*** Opening of Exercise inputs ***
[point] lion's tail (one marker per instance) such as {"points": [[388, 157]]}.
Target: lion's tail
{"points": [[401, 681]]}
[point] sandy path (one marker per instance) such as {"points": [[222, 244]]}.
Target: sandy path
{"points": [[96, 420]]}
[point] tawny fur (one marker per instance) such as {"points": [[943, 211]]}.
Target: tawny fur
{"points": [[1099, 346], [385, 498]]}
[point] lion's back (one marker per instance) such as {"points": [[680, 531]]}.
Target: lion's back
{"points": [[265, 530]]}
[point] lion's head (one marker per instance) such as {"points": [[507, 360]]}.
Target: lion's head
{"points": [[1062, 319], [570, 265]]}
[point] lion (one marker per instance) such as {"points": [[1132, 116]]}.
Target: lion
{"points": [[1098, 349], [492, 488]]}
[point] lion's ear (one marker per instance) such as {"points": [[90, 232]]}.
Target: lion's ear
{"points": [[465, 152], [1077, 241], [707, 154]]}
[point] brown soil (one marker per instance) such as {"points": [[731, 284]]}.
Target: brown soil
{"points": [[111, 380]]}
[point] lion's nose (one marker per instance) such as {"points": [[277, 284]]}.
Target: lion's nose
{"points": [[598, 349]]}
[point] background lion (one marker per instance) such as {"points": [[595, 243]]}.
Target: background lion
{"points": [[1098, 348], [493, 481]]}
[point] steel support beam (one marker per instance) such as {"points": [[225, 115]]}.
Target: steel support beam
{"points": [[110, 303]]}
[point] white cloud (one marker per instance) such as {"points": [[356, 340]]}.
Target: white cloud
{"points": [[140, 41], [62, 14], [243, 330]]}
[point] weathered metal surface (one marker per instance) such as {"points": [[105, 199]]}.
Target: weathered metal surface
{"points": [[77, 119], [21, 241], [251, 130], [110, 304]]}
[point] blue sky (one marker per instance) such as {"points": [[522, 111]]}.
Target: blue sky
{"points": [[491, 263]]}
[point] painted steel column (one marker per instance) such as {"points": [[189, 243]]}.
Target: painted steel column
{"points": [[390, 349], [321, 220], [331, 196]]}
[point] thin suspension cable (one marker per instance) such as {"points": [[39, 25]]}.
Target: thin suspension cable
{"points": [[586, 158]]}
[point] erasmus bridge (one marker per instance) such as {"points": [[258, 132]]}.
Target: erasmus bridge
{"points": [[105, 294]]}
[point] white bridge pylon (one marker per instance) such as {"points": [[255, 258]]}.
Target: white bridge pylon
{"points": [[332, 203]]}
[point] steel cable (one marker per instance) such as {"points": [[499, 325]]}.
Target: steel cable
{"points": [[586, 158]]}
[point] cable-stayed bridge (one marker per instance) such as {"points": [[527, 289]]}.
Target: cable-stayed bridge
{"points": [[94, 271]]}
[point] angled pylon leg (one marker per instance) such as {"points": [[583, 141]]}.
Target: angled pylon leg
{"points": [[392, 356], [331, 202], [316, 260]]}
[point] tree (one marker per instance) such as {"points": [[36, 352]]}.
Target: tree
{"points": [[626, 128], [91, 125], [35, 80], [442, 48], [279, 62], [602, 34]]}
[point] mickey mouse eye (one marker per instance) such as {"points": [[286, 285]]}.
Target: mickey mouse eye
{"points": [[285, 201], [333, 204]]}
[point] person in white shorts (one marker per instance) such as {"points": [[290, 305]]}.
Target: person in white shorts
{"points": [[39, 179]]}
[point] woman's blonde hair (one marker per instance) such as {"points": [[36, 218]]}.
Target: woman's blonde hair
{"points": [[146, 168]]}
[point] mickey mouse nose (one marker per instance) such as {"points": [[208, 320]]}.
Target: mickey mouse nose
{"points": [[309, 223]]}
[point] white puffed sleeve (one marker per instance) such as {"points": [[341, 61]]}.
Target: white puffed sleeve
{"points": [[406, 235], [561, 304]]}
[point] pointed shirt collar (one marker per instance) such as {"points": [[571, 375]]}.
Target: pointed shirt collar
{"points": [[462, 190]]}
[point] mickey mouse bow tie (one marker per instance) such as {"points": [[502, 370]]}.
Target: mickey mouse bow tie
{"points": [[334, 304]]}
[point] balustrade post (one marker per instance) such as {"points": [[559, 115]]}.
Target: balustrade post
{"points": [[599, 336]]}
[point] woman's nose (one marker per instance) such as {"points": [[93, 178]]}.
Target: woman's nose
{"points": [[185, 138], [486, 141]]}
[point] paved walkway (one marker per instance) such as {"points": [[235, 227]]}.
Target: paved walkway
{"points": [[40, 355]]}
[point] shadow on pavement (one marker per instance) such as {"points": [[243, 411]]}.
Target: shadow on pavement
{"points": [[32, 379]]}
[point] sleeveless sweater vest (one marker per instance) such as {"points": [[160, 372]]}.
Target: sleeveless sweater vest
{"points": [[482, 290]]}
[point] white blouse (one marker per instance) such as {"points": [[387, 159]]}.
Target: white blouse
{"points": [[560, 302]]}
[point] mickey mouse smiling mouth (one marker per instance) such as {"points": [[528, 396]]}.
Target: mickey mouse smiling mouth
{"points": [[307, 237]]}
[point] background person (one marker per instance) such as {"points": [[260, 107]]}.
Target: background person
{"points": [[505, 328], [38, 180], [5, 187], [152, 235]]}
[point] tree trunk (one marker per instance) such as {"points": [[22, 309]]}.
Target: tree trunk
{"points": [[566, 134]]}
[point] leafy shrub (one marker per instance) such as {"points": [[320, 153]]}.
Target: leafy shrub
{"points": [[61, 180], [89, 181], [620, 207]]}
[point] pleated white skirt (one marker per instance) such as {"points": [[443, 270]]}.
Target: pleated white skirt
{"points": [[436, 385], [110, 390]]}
*** Close of Exercise inputs ***
▸ **What to do**
Reproduce word for word the material above, starting with the line that has "Target: lion's ear" and stopping after the line that has "[point] blue sky".

▸ **The completed task**
Target: lion's ear
{"points": [[465, 152], [1077, 241], [707, 154]]}
[point] brown soil (one marker per instance) such as {"points": [[731, 284]]}.
Target: brown soil
{"points": [[111, 380]]}
[point] lion's nose (one marker per instance) such as {"points": [[277, 284]]}.
Target: lion's nose
{"points": [[598, 349]]}
[point] background lion (one marker per instance) such as {"points": [[595, 243]]}.
Target: background lion
{"points": [[1098, 348], [493, 481]]}
[point] steel support beam (one marker per instance) such as {"points": [[225, 115]]}.
Target: steel support beam
{"points": [[110, 303]]}
[point] white cloud (one marker per instance) such as {"points": [[356, 340]]}.
Target: white cloud
{"points": [[140, 41], [62, 14], [243, 330]]}
[point] weathered metal surface (one marker per instance) such as {"points": [[105, 199]]}.
Target: weathered metal surface
{"points": [[77, 119], [21, 241], [251, 130], [110, 304]]}
[point] blue sky (one marker per instance) such as {"points": [[522, 111]]}.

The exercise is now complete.